MATERIAL FOR THIS TASK>
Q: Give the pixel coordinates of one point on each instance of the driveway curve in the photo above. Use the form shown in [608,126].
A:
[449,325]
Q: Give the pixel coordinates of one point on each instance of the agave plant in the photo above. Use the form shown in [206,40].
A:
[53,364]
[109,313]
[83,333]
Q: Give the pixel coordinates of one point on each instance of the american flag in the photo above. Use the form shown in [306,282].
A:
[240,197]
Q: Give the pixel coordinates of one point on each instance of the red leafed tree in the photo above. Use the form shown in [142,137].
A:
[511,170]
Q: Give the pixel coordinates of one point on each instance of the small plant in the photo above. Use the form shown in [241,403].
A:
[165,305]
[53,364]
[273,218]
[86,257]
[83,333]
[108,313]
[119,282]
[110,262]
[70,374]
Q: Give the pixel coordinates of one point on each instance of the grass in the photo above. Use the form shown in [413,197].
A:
* * *
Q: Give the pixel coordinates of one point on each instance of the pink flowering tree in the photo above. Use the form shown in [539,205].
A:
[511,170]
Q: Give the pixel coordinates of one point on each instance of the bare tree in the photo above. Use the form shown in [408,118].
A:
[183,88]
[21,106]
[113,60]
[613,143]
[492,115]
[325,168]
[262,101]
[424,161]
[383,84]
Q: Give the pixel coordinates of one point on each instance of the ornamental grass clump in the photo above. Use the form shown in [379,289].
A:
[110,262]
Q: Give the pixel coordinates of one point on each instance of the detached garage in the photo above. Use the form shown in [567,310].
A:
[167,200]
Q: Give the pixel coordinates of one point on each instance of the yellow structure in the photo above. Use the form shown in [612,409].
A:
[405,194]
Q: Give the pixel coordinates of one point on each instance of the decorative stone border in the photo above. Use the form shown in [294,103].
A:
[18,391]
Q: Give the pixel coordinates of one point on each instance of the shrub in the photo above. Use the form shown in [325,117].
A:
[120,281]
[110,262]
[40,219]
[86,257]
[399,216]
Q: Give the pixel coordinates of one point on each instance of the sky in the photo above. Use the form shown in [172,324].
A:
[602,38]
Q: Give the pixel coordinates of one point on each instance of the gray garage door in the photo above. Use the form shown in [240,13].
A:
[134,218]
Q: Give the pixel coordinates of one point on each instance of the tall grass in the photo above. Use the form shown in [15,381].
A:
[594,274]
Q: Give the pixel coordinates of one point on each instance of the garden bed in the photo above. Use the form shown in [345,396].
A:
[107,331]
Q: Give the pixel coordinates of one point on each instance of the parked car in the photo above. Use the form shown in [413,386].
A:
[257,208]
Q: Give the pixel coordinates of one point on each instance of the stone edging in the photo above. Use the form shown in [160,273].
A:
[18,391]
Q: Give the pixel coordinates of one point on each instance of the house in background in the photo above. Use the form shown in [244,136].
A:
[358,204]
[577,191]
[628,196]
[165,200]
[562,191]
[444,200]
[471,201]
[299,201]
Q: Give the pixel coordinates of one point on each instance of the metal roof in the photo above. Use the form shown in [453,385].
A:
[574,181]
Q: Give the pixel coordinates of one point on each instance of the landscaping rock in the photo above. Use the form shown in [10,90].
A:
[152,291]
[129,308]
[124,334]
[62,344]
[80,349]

ASSIGNMENT> Among the entries, copy every line containing the word "garage".

TASK RESULT>
Q: Give the pixel coordinates of one point on each instance of the detached garage in the photo above. Use the form shown in [567,310].
Q: Give the pixel coordinates of one point on each instance of the gray garage door in the photo above. Use the form shown in [240,13].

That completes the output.